───── Seçilen bölüm

Güç tarih boyunca insan yaşamının önemli kavramlardan biri olmuş ve farklı şekillerde ortaya çıkmıştır. İlk çağlarda güç, fiziksel özelliklerle ortaya çıkan bir kavramdı. Fiziksel olarak güçlü olan, hızlı olan kimse gücü elinde bulunduruyordu. Medeniyet ilerledikçe güç miras yoluyla aktarılan bir kavram olmuştur. Krallar gücü elinde bulunduruyor; sahip oldukları bu güçle tüm yetkileri elinde topluyordu. Güçlü olmanın yolu krala yakın olmakla ölçülüyordu. 18-19. yüzyıllarda yeni buluşların ortaya çıkması ,endüstri çağı, ile beraber güç sermaye sahiplerinin eline geçmiştir. Günümüzde hala bu güç unsurları varlıklarını sürdürüyor olmakla beraber yaşadığımız çağda gücün gerçek kaynağı bilgi ve iletişimdir.

──────────
───── Gösterilen veriler

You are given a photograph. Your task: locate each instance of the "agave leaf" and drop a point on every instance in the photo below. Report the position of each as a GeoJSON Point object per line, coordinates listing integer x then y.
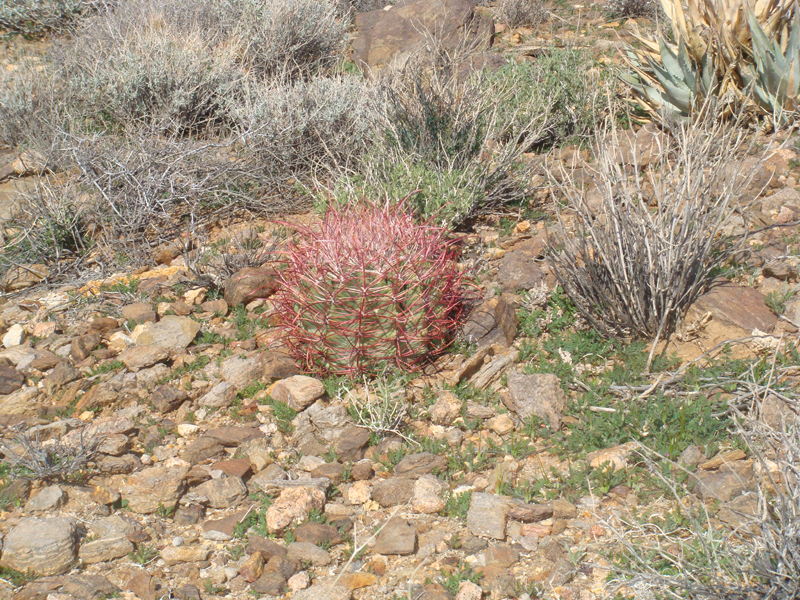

──────────

> [Yapılacaklar]:
a – Güç üzerine metinde "Güç tarih boyunca" sözcüklerini içeren ifadeyle açılıp "bilgi ve iletişimdir." ile kapanan kısmı, "Krallar" yerine "Hükümdarlar" koyarak yeniden yazar mısın?
b – Güç üzerine metin, tarih boyunca gücün hangi kaynaklara dayandığını ya da kimlerin elinde olduğunu sırayla sayıyor; bunların hepsini listeler misin?
c – Güç üzerine metne göre güçlü olmanın yolu neyle ölçülüyordu?
Malzemeye hiç gerek yok.

> [Beklenen yanıtlar]:
a –
Güç tarih boyunca insan yaşamının önemli kavramlardan biri olmuş ve farklı şekillerde ortaya çıkmıştır. İlk çağlarda güç, fiziksel özelliklerle ortaya çıkan bir kavramdı. Fiziksel olarak güçlü olan, hızlı olan kimse gücü elinde bulunduruyordu. Medeniyet ilerledikçe güç miras yoluyla aktarılan bir kavram olmuştur. Hükümdarlar gücü elinde bulunduruyor; sahip oldukları bu güçle tüm yetkileri elinde topluyordu. Güçlü olmanın yolu krala yakın olmakla ölçülüyordu. 18-19. yüzyıllarda yeni buluşların ortaya çıkması ,endüstri çağı, ile beraber güç sermaye sahiplerinin eline geçmiştir. Günümüzde hala bu güç unsurları varlıklarını sürdürüyor olmakla beraber yaşadığımız çağda gücün gerçek kaynağı bilgi ve iletişimdir.

b –
- Fiziksel özellikler (fiziksel olarak güçlü ve hızlı olan kimse)
- Miras yoluyla gücü elinde bulunduran krallar
- Sermaye sahipleri
- Bilgi ve iletişim

c – Krala yakın olmakla.